WHAT YOU ARE ASKED TO DO:
Count the lines in the material below that contain the word "wall". Reply with the number alone.

MATERIAL FOR THIS TASK:
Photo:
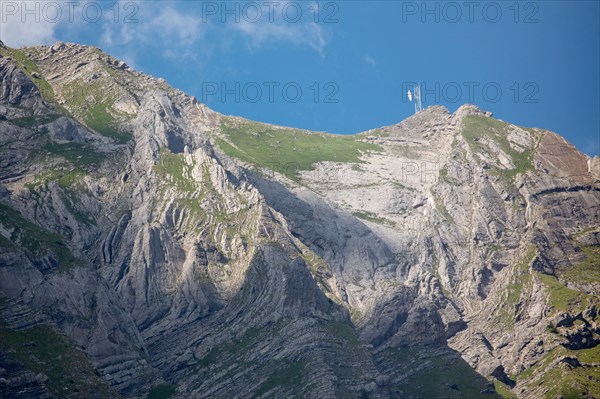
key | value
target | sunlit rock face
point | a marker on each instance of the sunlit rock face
(149, 245)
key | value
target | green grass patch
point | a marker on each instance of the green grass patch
(77, 154)
(288, 151)
(586, 271)
(476, 127)
(163, 391)
(446, 376)
(41, 350)
(371, 217)
(561, 297)
(519, 280)
(288, 375)
(503, 390)
(91, 103)
(100, 119)
(563, 380)
(36, 240)
(34, 120)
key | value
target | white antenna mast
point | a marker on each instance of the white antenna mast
(416, 95)
(417, 91)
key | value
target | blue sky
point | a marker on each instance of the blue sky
(344, 66)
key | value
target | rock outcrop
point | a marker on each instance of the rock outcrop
(171, 250)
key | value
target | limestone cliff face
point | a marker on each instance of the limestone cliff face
(171, 250)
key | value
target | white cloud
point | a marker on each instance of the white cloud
(161, 27)
(26, 24)
(310, 34)
(370, 60)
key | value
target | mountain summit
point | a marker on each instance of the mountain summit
(151, 247)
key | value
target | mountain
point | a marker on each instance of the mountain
(152, 247)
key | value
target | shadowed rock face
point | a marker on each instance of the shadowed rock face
(155, 241)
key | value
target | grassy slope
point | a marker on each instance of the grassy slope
(41, 350)
(288, 151)
(476, 127)
(34, 239)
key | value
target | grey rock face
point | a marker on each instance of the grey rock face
(130, 227)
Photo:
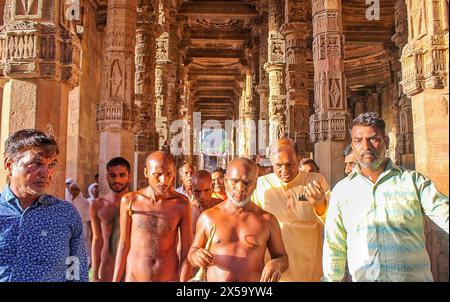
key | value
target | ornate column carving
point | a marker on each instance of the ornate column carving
(116, 111)
(144, 87)
(425, 81)
(294, 31)
(275, 68)
(404, 153)
(328, 125)
(424, 63)
(263, 87)
(40, 59)
(424, 57)
(247, 117)
(166, 73)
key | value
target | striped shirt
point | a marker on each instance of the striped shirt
(379, 227)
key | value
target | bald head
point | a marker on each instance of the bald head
(202, 186)
(285, 159)
(240, 180)
(74, 190)
(201, 177)
(185, 173)
(160, 171)
(244, 163)
(159, 157)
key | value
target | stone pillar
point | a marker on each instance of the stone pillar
(263, 88)
(116, 113)
(294, 31)
(185, 114)
(40, 57)
(162, 77)
(425, 81)
(246, 119)
(173, 96)
(144, 89)
(82, 137)
(328, 125)
(275, 68)
(404, 149)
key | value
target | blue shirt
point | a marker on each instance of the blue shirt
(44, 242)
(379, 227)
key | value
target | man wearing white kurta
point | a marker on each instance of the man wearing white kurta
(298, 200)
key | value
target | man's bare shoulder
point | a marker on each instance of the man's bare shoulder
(212, 212)
(216, 201)
(179, 197)
(261, 212)
(98, 203)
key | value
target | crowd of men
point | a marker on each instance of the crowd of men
(287, 225)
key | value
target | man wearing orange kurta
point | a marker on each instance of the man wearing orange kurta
(298, 200)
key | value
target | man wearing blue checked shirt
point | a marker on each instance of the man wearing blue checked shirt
(41, 237)
(375, 218)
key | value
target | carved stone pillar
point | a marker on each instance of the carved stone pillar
(404, 145)
(246, 121)
(186, 110)
(294, 31)
(275, 68)
(116, 111)
(173, 95)
(40, 58)
(425, 81)
(144, 88)
(164, 75)
(328, 126)
(263, 88)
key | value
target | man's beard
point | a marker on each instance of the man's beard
(123, 188)
(237, 203)
(375, 164)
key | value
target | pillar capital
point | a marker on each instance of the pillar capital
(424, 58)
(31, 46)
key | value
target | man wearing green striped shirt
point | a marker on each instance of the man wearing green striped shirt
(375, 218)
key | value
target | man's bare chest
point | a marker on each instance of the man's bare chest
(241, 234)
(155, 221)
(107, 212)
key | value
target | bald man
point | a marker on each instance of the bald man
(243, 233)
(82, 206)
(202, 190)
(149, 223)
(298, 200)
(185, 172)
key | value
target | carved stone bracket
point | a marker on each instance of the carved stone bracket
(30, 49)
(331, 125)
(115, 116)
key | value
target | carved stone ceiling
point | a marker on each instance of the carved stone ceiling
(218, 32)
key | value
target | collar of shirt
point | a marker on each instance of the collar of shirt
(292, 183)
(390, 167)
(9, 197)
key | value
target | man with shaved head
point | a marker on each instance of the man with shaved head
(150, 219)
(298, 200)
(243, 233)
(185, 172)
(218, 182)
(202, 194)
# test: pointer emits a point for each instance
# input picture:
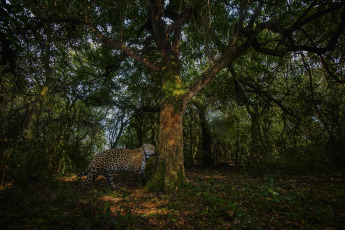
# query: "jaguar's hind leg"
(91, 176)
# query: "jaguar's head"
(149, 150)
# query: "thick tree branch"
(180, 22)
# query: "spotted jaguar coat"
(118, 160)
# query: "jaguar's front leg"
(109, 176)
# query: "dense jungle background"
(263, 137)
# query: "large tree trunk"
(170, 173)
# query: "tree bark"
(170, 174)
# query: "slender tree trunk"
(206, 157)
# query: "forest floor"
(213, 199)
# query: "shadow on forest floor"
(213, 199)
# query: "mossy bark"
(170, 174)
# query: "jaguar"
(118, 160)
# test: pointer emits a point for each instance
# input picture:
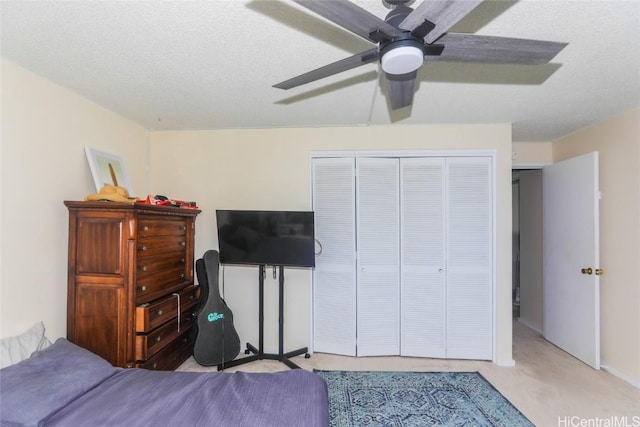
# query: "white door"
(571, 313)
(334, 278)
(422, 260)
(378, 248)
(469, 256)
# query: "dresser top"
(135, 207)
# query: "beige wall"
(44, 131)
(269, 169)
(531, 154)
(618, 144)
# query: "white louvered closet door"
(334, 277)
(423, 302)
(378, 281)
(469, 254)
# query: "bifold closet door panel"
(469, 254)
(334, 277)
(422, 270)
(378, 264)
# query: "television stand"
(258, 353)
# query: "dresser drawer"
(150, 316)
(149, 344)
(150, 226)
(151, 265)
(150, 247)
(155, 285)
(170, 357)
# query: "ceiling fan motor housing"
(402, 56)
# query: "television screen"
(266, 237)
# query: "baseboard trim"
(633, 381)
(506, 363)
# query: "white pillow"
(18, 348)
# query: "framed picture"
(108, 168)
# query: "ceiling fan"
(407, 37)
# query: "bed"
(65, 385)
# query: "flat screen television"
(266, 237)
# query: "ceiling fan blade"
(331, 69)
(351, 17)
(443, 13)
(496, 50)
(401, 89)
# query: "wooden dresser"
(131, 296)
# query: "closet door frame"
(490, 153)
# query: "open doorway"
(527, 295)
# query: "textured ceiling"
(212, 64)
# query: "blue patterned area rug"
(412, 399)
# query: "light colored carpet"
(547, 385)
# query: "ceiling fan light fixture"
(402, 60)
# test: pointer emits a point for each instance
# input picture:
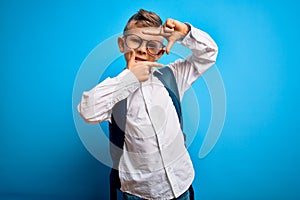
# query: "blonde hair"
(143, 18)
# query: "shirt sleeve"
(96, 104)
(204, 54)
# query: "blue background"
(43, 44)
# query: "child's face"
(146, 47)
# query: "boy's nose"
(143, 48)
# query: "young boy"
(154, 163)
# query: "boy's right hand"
(141, 69)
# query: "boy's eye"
(154, 45)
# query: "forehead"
(139, 32)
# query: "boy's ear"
(121, 44)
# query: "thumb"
(131, 56)
(169, 46)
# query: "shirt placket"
(147, 89)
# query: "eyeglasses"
(153, 47)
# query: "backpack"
(117, 127)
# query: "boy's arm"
(204, 54)
(96, 105)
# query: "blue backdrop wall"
(43, 44)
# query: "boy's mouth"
(139, 59)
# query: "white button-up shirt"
(155, 163)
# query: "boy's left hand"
(172, 30)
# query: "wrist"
(186, 29)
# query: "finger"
(153, 64)
(132, 56)
(170, 23)
(168, 30)
(155, 32)
(151, 31)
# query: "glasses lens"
(154, 47)
(133, 41)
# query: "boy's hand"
(172, 30)
(141, 69)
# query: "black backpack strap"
(117, 138)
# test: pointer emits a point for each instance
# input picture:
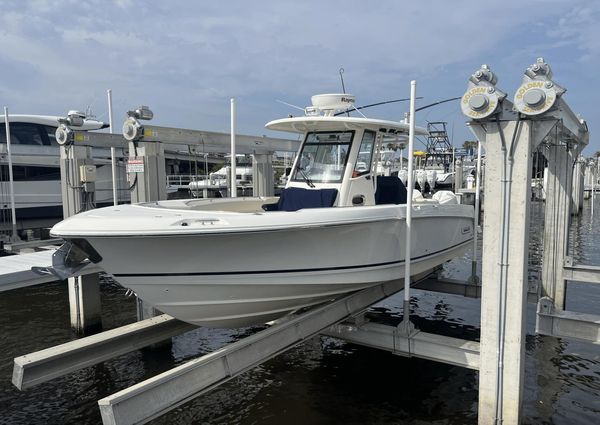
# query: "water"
(323, 381)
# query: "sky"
(186, 59)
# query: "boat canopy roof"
(52, 121)
(340, 123)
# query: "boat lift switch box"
(87, 175)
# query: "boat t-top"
(337, 227)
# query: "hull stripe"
(253, 272)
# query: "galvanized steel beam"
(439, 348)
(41, 366)
(566, 324)
(156, 396)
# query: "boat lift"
(510, 132)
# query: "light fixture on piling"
(537, 93)
(64, 134)
(482, 97)
(132, 128)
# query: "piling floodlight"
(537, 93)
(64, 135)
(482, 98)
(141, 113)
(132, 129)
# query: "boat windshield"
(323, 157)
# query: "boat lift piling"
(11, 180)
(84, 291)
(406, 326)
(510, 134)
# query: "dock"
(511, 129)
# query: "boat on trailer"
(337, 227)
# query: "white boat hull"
(229, 278)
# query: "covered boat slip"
(310, 262)
(336, 228)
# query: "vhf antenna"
(341, 71)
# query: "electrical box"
(87, 173)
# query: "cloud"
(186, 59)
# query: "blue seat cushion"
(390, 190)
(296, 198)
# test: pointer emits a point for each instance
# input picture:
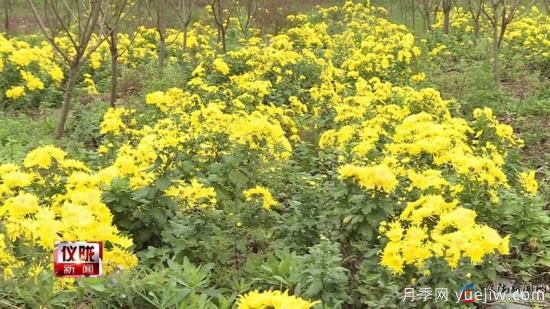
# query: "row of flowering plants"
(308, 165)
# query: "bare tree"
(157, 13)
(475, 11)
(246, 18)
(85, 17)
(426, 8)
(413, 6)
(112, 14)
(272, 15)
(8, 8)
(446, 6)
(222, 11)
(500, 14)
(184, 10)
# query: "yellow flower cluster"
(412, 240)
(274, 300)
(529, 36)
(31, 215)
(31, 68)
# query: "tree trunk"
(185, 33)
(67, 98)
(7, 7)
(496, 47)
(413, 8)
(114, 67)
(447, 21)
(476, 27)
(428, 20)
(162, 53)
(224, 43)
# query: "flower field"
(324, 166)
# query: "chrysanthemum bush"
(308, 163)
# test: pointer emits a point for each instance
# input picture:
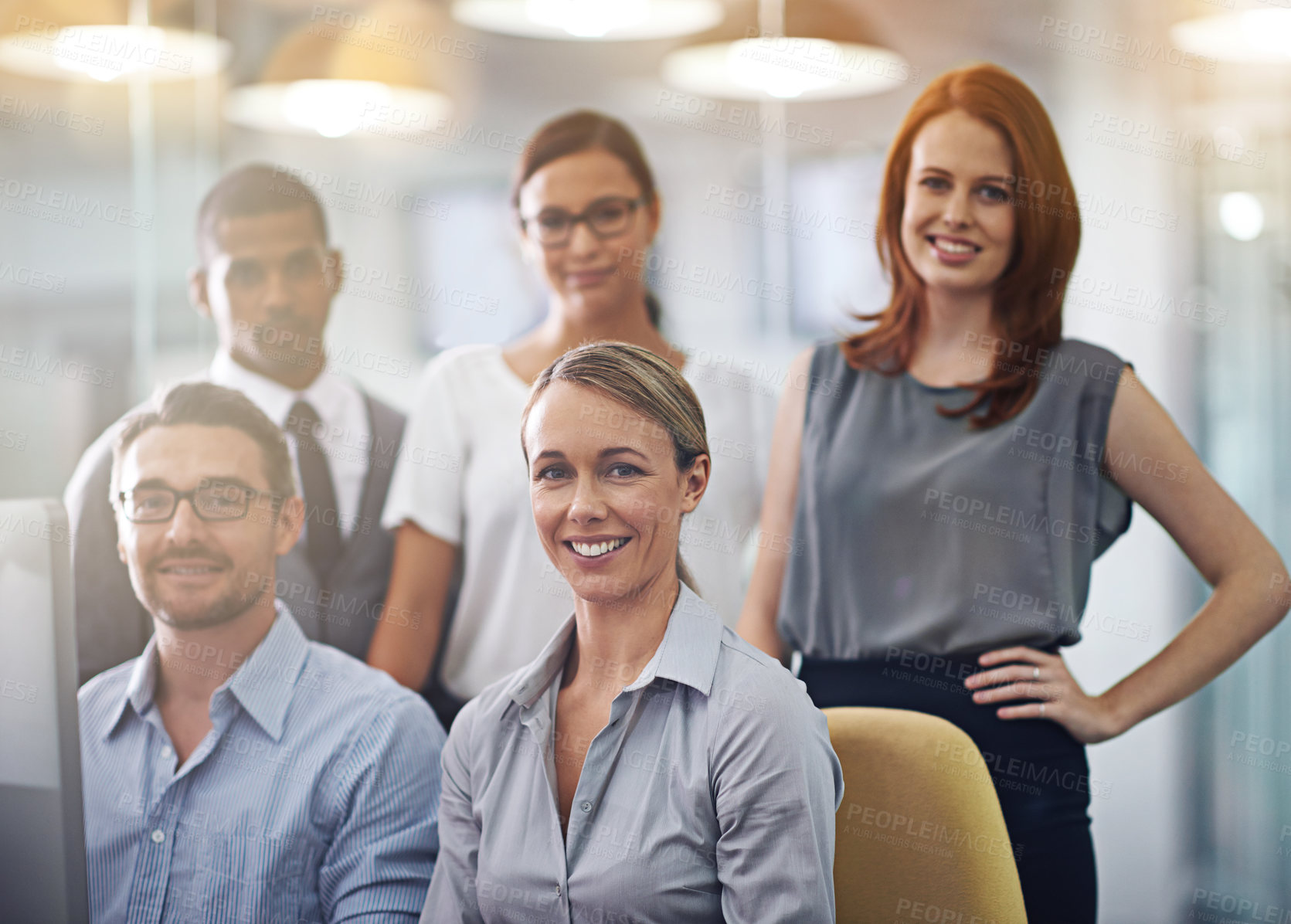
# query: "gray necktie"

SOLVED PROBLEM:
2